§ **Trecho do documento**
******

Carmita Abdo – O orgasmo não se limita aos órgãos genitais. É uma sensação que toma o corpo
todo e começa no cérebro através do desejo, que é estimulado pelos órgãos dos
sentidos e pela imaginação.
- É no cérebro que
a pessoa se libera para o ato sexual.
A pele, o maior órgão sexual que possuímos,
desempenha papel importante nesse processo. Estimulada, faz com que uma série
de neurotransmissores entrem em ação e transmitam informações aos genitais para
que sejam liberadas secreções visando à lubrificação do local.
- Os músculos
relaxam, o corpo fica alerta, a respiração mais acelerada e o coração bate mais
forte a fim de irrigar a zona onde a excitação é mais intensa.
ORGASMO
CLITORIDIANO E VAGINAL
Drauzio – Qual a diferença entre a
fisiologia do orgasmo clitoridiano e a fisiologia do orgasmo que a mulher
atinge por penetração?
Carmita Abdo – A fisiologia é praticamente a mesma, apenas
a mulher tem dois pontos em que pode excitar-se. Não há uma via específica que
encaminha para um local ou outro.
- Acontece que, às vezes, elas aprenderam a
excitar-se no clitóris e fica difícil transportar essa forma de obtenção de
prazer para dentro da vagina.
- Como esse assunto
faz parte de nosso trabalho, ouvindo o depoimento de muitas mulheres, parece
que o orgasmo dentro da vagina é mais amplo e espalha-se pelo corpo de forma
mais intensa.
- O clitoridiano é
mais silencioso, mais restrito, até porque é o orgasmo que a menina, durante a
adolescência, praticou às escondidas, reprimindo qualquer exteriorização mais
evidente. Essa característica da autoerotização feminina, leva a mulher a
exercer certo controle sobre esse tipo de prazer.
PONTO G: EXISTÊNCIA
CONTROVERTIDA
Drauzio – O ponto G é assunto discutido em todas as revistas femininas, não
é?
Carmita Abdo – Muito se discute hoje se existe ou não o
tal ponto G, local mais enervado e vascularizado dentro da vagina onde é maior
a possibilidade de prazer.
- Pergunta-se
também se a glande masculina terá sensibilidade para encontrar esse ponto.

******

§ **Dados fornecidos**
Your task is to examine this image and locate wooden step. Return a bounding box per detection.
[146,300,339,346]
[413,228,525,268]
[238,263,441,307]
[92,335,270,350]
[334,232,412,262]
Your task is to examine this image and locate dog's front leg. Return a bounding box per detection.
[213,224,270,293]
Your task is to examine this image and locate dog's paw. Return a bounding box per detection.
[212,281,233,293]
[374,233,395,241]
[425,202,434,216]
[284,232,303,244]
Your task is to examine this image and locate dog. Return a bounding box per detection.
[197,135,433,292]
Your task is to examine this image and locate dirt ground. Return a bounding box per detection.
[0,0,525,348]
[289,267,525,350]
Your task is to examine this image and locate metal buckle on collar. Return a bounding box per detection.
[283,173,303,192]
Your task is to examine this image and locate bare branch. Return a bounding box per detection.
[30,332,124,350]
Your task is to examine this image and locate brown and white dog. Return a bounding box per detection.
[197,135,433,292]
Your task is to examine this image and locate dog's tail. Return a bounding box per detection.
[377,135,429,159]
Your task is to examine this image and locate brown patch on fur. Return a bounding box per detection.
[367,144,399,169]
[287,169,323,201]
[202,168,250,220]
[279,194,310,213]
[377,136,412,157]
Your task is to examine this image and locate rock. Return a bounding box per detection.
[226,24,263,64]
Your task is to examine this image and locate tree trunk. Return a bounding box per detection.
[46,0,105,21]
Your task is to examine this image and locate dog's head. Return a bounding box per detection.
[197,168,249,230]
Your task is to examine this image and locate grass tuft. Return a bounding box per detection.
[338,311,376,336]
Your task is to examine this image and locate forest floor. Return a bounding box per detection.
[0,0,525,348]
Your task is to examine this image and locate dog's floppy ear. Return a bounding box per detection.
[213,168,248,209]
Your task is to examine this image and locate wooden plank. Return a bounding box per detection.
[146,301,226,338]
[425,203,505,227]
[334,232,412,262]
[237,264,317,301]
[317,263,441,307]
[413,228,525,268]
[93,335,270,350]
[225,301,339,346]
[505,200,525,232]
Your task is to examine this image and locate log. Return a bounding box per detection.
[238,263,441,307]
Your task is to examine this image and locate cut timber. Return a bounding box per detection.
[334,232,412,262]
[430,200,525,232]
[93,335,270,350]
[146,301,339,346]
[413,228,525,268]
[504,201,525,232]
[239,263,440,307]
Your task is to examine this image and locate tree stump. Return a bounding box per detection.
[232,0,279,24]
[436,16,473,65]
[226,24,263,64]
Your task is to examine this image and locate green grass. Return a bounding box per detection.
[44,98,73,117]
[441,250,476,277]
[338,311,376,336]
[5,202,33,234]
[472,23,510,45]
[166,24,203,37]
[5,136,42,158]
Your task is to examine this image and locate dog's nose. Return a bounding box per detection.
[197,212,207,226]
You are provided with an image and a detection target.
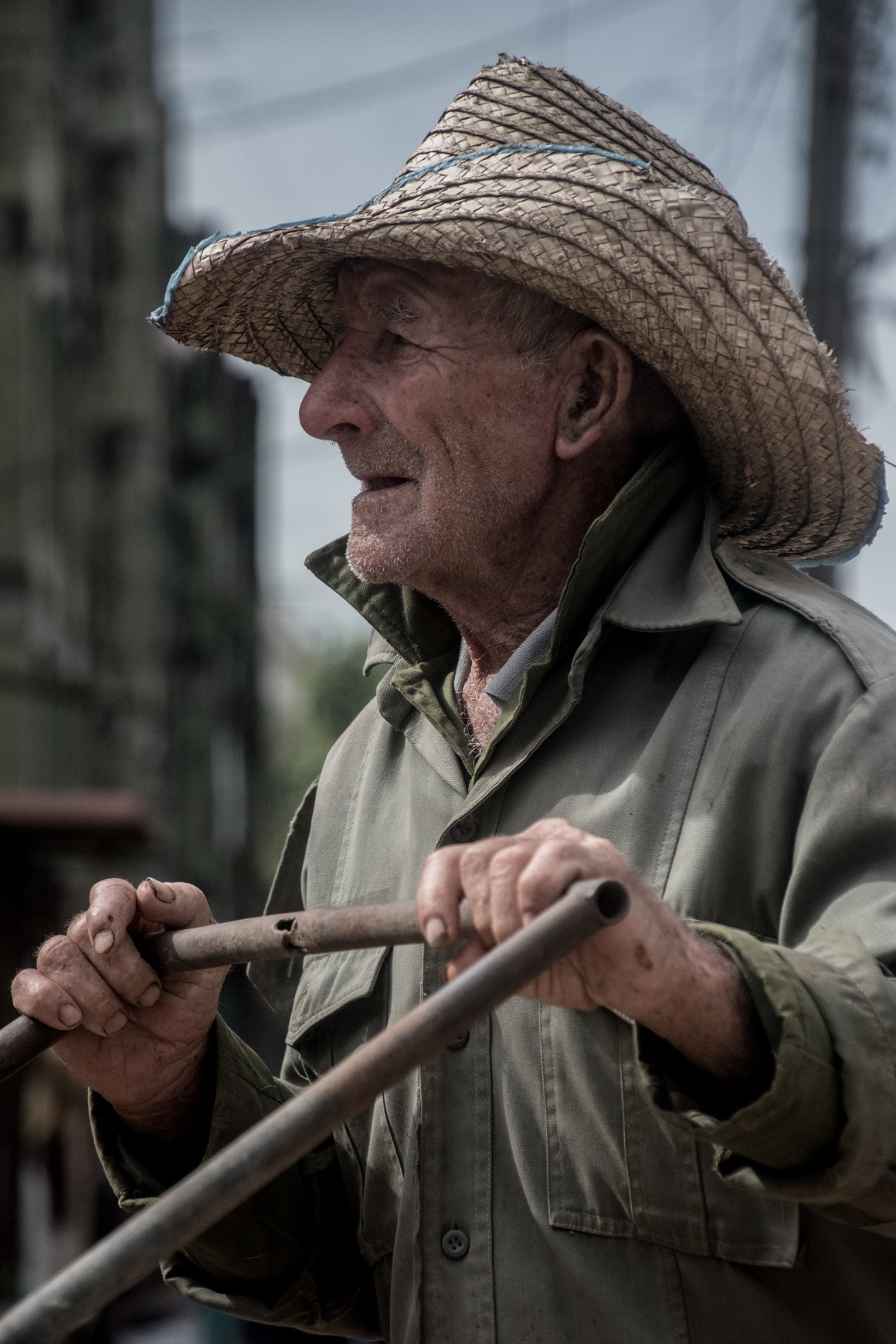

******

Digite de novo a parte do trecho que vai de "PONTO G: EXISTÊNCIA" até "possibilidade de prazer.", incluindo essas palavras. Os itens acima são um material à parte e não têm relação com o trecho.

PONTO G: EXISTÊNCIA
CONTROVERTIDA
Drauzio – O ponto G é assunto discutido em todas as revistas femininas, não
é?
Carmita Abdo – Muito se discute hoje se existe ou não o
tal ponto G, local mais enervado e vascularizado dentro da vagina onde é maior
a possibilidade de prazer.